The tasks:
**a.** Answer these from the forum thread below:
(i) How much did Huge29 pay out the door for the rifle?
(ii) What does Al Hansen say the trigger looks like in the picture?
(iii) What does NHS say the rifle looks like?
**b.** Please write out the part of the forum thread below that opens with the words containing "## Al Hansen" and closes with "ever seen one.".

# I pulled the trigger



## Huge29 (Sep 17, 2007)

Cabela's had a screaming good deal, rifle on sale $50 off plus $70 off as a promotion for Cabela's club members. $250 out the door for this; I am excited to get out and try it tomorrow, look out fellow competitors of the contest. I am excited, but the cost of ammo should keep me pretty disciplined. I just thought that I would share.


----------



## Al Hansen (Sep 7, 2007)

Your gonna love that little beast. Can you adjust the trigger like the other Savages ?? Looks like a regular accutrigger in the picture. You can fine tune that thing down quite a bit.


----------



## NHS (Sep 7, 2007)

Looks like a pot gut slayer if I've ever seen one.


----------



## Huge29 (Sep 17, 2007)

Al Hansen said:


> Your gonna love that little beast. Can you adjust the trigger like the other Savages ??

Entries shown:
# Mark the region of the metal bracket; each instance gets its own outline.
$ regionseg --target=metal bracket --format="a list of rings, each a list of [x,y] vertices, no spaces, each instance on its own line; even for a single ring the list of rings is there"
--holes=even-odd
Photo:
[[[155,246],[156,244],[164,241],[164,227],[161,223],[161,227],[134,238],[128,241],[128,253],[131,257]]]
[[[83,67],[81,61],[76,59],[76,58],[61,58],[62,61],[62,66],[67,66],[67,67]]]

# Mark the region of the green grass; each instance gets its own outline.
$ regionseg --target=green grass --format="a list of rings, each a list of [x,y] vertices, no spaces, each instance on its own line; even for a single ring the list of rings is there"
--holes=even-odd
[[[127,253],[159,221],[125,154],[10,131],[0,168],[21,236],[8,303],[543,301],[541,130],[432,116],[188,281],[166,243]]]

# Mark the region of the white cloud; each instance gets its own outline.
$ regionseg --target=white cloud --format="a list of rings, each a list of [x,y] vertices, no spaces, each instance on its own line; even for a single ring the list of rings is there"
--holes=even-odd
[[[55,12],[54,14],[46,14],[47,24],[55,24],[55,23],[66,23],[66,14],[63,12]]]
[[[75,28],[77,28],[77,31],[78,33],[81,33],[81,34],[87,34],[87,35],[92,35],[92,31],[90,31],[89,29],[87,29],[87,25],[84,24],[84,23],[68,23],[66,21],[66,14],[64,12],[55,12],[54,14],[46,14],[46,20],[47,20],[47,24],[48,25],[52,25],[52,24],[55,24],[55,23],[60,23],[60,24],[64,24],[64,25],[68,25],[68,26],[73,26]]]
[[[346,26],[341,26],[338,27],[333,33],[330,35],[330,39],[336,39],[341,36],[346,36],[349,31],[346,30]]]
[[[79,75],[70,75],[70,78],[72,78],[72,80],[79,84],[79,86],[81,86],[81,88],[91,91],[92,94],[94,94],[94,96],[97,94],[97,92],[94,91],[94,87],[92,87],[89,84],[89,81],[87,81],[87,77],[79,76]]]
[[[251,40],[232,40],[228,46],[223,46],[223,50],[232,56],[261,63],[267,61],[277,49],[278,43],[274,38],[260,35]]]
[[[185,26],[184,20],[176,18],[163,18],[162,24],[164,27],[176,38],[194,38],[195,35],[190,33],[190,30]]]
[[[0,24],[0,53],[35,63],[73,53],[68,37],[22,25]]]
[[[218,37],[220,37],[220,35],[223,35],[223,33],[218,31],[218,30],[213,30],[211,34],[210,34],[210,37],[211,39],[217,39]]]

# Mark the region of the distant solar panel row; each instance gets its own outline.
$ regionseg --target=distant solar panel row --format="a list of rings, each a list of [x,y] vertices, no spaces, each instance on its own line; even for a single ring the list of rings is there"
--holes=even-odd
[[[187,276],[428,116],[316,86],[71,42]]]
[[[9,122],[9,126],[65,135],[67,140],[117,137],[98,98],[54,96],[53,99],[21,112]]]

Answers to the exercises:
**a.**
(i) $250
(ii) A regular accutrigger
(iii) A pot gut slayer

**b.**
## Al Hansen (Sep 7, 2007)

Your gonna love that little beast. Can you adjust the trigger like the other Savages ?? Looks like a regular accutrigger in the picture. You can fine tune that thing down quite a bit.


----------



## NHS (Sep 7, 2007)

Looks like a pot gut slayer if I've ever seen one.